V.  Quatrième question en litige : La Section d’appel de l’immigration a-t-elle omis de tenir compte des risques que court M. Forde en Jamaïque?

[17]  M. Forde soutient que la Section d’appel de l’immigration n’a pas réagi à son témoignage dans lequel il disait craindre la mort ou être victime de préjudices en Jamaïque.

[18]  Je ne suis pas d’accord.

[19]  M. Forde n’a présenté que peu d’éléments de preuve sur la situation prévalant en Jamaïque. La Section d’appel de l’immigration a bien pris soin de mentionner que M. Forde n’avait pas abordé cette question sérieusement. La Section d’appel de l’immigration était tenue de répondre de façon satisfaisante aux éléments de preuve dont elle était saisie. Toutefois, lorsque peu d’éléments de preuve sont présentés, on ne peut reprocher à la Section d’appel de l’immigration de ne procéder qu’à une brève analyse.

VI.  Cinquième question en litige : La lacune relevée dans la transcription a-t-elle porté atteinte à la capacité de M. Forde de solliciter le contrôle judiciaire de la décision de la Section d’appel de l’immigration?

◆ CONSIGNE 1 ◆
Réécrivez les entrées d'annotation par boîtes englobantes en remplaçant « tall wind turbine » par « small wind turbine », sans rien modifier d'autre. Laissez les images hors de votre réponse.

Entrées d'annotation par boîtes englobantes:
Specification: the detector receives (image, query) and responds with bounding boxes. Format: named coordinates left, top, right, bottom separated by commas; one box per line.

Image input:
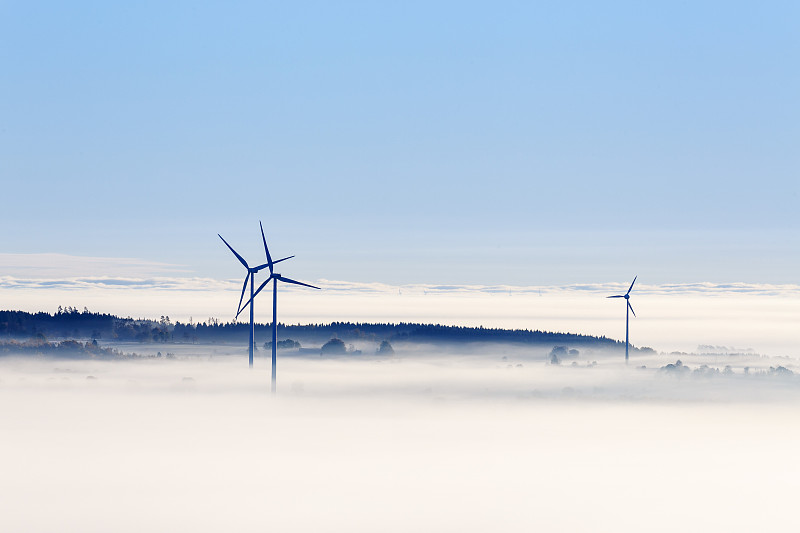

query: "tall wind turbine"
left=217, top=221, right=294, bottom=368
left=607, top=276, right=639, bottom=364
left=237, top=235, right=319, bottom=394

◆ CONSIGNE 2 ◆
Rédigez la suite de l'extrait de décision judiciaire concernant M. Forde.

◆ RÉPONSE 1 ◆
Specification: the detector receives (image, query) and responds with bounding boxes. Format: named coordinates left, top, right, bottom separated by commas; one box per line.

Image input:

query: "small wind turbine"
left=217, top=221, right=294, bottom=368
left=607, top=276, right=639, bottom=364
left=237, top=235, right=319, bottom=394

◆ RÉPONSE 2 ◆
[20]  L’existence d’une lacune dans le dossier n’équivaut pas en soi à un manquement à l’équité procédurale. La question est de savoir si la capacité du demandeur de contester les conclusions du décideur a été compromise (Agbon c Canada (Ministre de la Citoyenneté et de l’Immigration), 2004 CF 356, au paragraphe 3).

[21]  Par exemple, dans certains cas, une lacune dans le dossier peut être comblée par un affidavit du demandeur ou d’une autre personne. Dans d’autres cas, l’écoulement du temps ou une ambiguïté sur une partie manquante du témoignage peut faire en sorte que l’affidavit ne remplace pas adéquatement la transcription.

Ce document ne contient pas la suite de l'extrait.